== The exercise ==
Please rewrite the data below, changing every "Objective" to "Goal" and keeping everything else the same. Leave the pictures out of your answer.

(Items from a data source)
# # # # #

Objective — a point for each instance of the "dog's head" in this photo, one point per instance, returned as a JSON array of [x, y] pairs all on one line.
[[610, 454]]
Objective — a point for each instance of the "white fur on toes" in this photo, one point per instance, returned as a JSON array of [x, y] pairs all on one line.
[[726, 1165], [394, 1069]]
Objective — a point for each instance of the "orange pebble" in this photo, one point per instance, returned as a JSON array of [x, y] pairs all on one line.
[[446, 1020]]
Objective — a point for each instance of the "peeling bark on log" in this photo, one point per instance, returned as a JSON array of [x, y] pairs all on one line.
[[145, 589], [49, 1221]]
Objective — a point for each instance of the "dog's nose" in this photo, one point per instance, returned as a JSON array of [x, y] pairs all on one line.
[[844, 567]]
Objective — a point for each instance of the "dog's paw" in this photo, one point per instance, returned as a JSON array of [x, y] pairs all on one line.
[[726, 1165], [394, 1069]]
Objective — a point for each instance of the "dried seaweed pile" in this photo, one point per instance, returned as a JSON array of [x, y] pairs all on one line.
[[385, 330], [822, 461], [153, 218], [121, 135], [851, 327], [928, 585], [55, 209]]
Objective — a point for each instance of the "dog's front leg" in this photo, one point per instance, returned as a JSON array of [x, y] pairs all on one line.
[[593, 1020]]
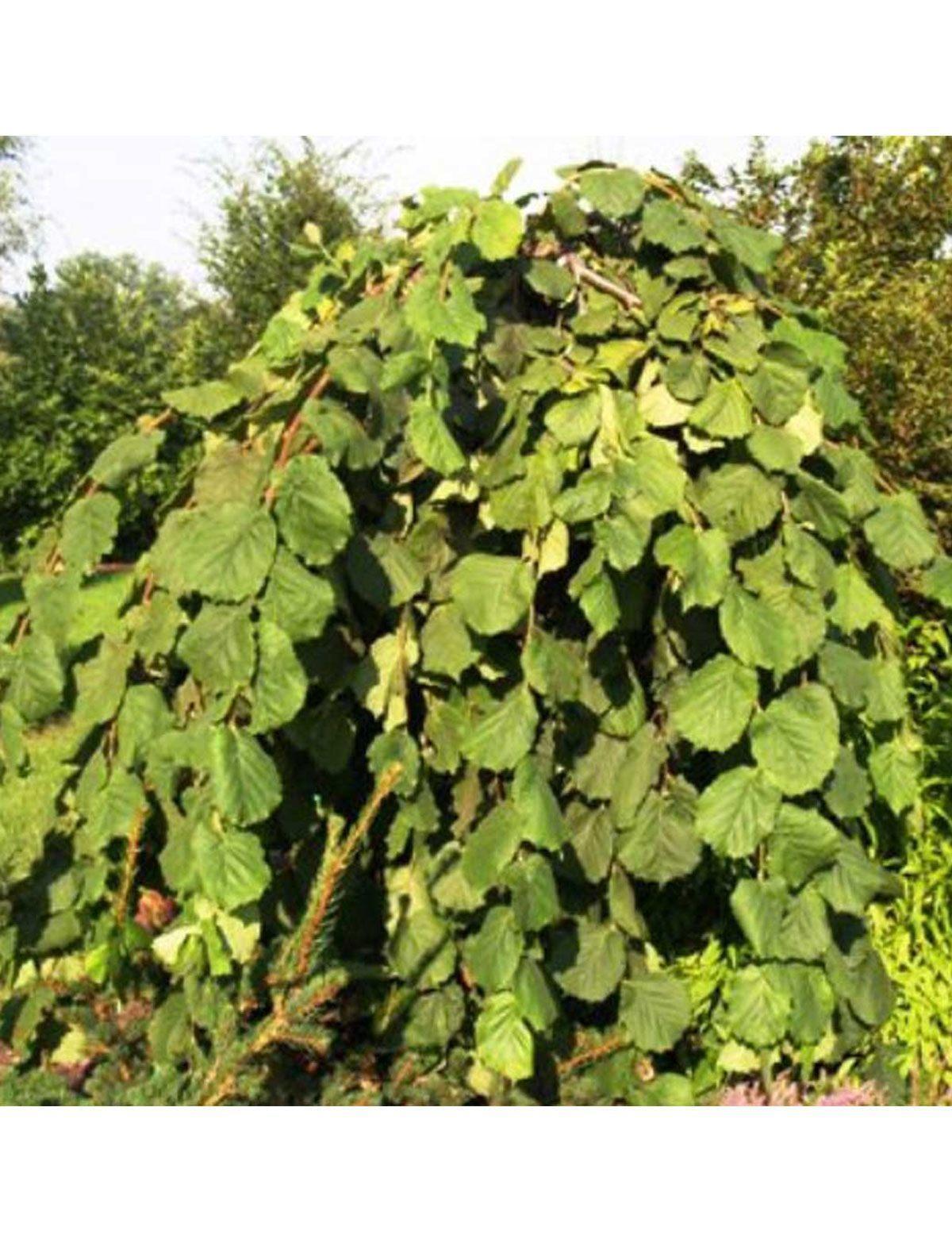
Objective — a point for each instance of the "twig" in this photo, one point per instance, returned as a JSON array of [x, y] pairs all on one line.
[[291, 429], [132, 857], [585, 275], [592, 1055], [338, 866]]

# # # # #

== Answer to this exercise ==
Goal — a point for each instance of the "dog's head" in this photo, one point per instance, returned as a JSON array of [x, y] pairs all on one line.
[[610, 454]]
Goal — a point for each instance of the "white fur on toes" in this photo, one point per instance, returned as a JSON array of [x, y] pairs all on one line.
[[726, 1165], [394, 1069]]
Goal — a point for each instance of the "orange pebble" in this photo, one point per instance, returned as a JSON array of [x, y] pairs all on one line.
[[446, 1020]]
Goal — a point for each instance of the "peeling bark on log" in this photo, one point per instance, returned as a JSON array of [x, y] pairs all on one line.
[[145, 589], [49, 1221]]
Goal — a point for each instance of the "dog's nose" in this photo, one point per instance, returned as a JSON array of [x, y] pairs all on one line.
[[844, 567]]
Goal — a point for each instance of the "dog's paw" in this photo, one point per instance, returned as a JSON array of [x, y] pairs all on one line.
[[726, 1165], [394, 1069]]
Goal — a point for each instance of the "dried seaweed pile" in this photo, one point per instance, returned as a JSON array of [x, y] pairs all on one line.
[[385, 330], [822, 461], [153, 218], [121, 135], [851, 327], [928, 585], [55, 209]]
Goal — a point for each instance of the "dog's front leg" in this photo, one point per instance, returned as a JSON array of [x, y] pairs all on one line.
[[593, 1020]]
Goal — a point for each instance of the "twig" in this photo, one point per instance, returned as a JSON array of [x, y] pairs all on one line.
[[291, 429], [132, 857], [585, 275], [592, 1055], [338, 866]]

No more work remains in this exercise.